TASK INSTRUCTIONS:
Among the records below, the line containing "Return one point per instance of the garden" marks the start. Output it and all lines after it exactly.
——————————
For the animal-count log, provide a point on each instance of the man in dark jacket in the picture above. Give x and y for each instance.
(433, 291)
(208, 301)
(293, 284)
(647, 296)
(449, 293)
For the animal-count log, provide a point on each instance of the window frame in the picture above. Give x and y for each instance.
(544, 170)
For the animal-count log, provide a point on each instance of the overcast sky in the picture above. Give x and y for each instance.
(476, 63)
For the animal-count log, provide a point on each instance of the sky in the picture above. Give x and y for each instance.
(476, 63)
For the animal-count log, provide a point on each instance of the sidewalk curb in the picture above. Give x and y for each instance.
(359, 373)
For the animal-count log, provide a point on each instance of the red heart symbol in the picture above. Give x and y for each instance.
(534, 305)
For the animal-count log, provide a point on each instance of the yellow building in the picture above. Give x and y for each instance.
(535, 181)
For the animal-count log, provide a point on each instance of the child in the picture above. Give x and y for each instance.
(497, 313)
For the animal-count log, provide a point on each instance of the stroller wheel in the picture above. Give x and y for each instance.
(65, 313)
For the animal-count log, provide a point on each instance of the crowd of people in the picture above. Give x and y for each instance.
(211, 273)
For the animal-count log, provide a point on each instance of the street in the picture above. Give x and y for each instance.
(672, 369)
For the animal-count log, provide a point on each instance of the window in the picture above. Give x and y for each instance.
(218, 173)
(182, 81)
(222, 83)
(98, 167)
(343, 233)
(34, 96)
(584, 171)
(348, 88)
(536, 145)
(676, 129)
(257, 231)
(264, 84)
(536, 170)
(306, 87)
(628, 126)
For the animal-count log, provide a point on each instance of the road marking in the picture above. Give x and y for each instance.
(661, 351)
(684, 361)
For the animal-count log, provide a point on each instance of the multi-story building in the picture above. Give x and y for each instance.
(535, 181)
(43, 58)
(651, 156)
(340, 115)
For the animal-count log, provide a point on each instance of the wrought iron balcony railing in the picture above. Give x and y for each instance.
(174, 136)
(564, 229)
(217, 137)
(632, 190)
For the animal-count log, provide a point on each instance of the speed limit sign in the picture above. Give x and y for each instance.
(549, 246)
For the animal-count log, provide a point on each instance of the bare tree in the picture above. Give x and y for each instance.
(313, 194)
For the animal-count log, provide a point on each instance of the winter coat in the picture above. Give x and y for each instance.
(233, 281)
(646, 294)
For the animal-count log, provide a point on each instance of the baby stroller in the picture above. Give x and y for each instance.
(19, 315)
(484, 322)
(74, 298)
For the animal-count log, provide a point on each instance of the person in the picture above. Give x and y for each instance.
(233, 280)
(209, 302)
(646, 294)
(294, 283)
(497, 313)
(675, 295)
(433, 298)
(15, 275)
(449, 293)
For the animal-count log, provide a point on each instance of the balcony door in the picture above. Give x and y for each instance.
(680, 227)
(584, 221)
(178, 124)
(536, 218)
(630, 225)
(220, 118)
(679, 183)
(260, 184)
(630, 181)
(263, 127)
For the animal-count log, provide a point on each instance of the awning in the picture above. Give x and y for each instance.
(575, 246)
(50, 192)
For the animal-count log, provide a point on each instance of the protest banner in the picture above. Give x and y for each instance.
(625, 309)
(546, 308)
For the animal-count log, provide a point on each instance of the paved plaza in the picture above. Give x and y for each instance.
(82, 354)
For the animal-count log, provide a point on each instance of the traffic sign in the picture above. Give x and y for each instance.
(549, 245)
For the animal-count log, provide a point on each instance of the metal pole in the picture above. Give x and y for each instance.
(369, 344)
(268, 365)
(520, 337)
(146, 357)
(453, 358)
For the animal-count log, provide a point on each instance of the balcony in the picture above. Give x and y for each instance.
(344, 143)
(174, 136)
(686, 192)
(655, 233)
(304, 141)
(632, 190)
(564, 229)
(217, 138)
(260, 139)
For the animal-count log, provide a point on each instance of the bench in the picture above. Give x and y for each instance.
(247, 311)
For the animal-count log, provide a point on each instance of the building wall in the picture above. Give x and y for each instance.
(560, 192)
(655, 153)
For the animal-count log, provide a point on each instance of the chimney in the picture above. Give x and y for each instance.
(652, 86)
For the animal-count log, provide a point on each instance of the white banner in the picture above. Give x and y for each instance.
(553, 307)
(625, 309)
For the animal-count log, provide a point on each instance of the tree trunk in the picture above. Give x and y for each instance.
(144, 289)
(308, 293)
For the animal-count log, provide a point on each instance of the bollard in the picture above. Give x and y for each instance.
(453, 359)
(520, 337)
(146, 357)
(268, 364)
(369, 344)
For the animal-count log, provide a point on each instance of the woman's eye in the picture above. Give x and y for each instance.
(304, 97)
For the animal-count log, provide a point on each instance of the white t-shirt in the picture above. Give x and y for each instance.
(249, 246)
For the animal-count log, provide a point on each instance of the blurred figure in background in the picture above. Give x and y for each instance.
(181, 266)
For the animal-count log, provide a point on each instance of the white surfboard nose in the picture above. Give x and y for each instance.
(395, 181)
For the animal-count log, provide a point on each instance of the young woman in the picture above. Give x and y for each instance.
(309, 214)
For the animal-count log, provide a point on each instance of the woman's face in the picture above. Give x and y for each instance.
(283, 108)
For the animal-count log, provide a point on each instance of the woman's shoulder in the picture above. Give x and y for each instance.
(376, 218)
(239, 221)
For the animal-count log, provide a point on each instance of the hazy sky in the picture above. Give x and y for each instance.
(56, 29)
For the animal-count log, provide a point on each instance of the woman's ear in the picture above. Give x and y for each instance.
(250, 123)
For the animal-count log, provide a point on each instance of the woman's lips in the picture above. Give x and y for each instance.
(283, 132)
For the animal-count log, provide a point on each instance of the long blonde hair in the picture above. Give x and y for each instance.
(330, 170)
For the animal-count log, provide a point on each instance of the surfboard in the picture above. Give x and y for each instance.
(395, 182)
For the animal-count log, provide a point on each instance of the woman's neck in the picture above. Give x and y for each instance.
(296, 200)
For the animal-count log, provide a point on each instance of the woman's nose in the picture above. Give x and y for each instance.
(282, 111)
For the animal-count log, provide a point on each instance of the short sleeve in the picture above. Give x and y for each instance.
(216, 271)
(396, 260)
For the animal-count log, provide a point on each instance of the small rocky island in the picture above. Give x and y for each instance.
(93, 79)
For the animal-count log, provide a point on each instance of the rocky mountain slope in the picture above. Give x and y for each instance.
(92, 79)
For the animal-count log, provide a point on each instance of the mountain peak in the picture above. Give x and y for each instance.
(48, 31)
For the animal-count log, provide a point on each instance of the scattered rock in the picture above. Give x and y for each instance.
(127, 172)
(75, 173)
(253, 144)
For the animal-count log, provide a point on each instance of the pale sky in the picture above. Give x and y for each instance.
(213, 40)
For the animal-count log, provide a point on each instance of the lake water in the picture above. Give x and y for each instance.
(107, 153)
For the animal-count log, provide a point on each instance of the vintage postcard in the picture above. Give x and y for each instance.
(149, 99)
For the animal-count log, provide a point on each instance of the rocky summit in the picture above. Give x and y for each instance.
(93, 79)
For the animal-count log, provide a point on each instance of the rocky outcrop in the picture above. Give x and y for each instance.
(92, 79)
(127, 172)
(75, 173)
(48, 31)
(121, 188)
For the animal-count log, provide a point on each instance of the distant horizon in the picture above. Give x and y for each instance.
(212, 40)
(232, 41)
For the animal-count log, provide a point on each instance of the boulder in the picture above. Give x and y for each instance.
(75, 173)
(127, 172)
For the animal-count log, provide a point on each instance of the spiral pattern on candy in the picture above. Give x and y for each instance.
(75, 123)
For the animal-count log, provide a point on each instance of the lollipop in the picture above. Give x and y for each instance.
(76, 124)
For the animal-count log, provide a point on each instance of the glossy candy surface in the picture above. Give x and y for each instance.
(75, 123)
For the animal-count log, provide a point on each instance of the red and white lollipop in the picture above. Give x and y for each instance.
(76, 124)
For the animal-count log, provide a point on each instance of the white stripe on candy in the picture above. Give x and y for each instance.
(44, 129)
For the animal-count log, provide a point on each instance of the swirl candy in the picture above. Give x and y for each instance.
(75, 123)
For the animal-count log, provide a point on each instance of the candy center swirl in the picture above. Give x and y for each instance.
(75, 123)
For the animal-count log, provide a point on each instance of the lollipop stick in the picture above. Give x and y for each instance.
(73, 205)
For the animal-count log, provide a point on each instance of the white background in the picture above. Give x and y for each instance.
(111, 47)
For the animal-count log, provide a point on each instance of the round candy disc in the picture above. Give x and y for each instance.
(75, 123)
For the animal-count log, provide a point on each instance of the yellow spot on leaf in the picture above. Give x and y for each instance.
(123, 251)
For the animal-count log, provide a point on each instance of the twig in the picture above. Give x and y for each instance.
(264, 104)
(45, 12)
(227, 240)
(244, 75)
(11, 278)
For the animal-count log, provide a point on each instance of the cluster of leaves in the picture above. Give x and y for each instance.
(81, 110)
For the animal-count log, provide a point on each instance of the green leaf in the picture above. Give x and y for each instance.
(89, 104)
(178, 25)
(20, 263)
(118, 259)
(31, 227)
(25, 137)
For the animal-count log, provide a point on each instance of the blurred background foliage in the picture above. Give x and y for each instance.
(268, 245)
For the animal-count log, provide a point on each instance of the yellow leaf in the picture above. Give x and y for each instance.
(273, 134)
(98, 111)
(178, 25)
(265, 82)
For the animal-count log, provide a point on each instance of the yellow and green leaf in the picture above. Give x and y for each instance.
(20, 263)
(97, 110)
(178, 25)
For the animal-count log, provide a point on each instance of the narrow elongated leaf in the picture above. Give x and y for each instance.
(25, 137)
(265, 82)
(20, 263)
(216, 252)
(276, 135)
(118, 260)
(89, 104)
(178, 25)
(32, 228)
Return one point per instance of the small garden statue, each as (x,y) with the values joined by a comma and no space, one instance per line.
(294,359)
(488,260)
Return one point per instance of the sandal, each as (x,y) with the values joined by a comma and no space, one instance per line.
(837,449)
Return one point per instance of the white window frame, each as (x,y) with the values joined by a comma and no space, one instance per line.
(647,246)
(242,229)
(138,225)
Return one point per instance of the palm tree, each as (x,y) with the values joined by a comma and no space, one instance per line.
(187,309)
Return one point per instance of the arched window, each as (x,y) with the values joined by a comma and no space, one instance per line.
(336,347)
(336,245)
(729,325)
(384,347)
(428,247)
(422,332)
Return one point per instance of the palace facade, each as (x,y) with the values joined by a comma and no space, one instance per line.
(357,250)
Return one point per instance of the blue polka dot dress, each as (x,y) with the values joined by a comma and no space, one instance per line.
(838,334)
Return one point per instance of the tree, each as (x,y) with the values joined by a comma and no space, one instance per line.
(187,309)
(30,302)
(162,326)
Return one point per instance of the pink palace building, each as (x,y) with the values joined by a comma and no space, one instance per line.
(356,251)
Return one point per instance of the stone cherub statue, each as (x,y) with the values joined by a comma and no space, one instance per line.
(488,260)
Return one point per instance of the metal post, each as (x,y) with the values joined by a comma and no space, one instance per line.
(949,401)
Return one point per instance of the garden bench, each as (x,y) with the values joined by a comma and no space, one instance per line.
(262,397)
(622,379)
——————————
ANSWER:
Return one point per instance of the garden bench, each as (x,y) with the values joined by a comma and no space, one instance per line.
(262,397)
(622,379)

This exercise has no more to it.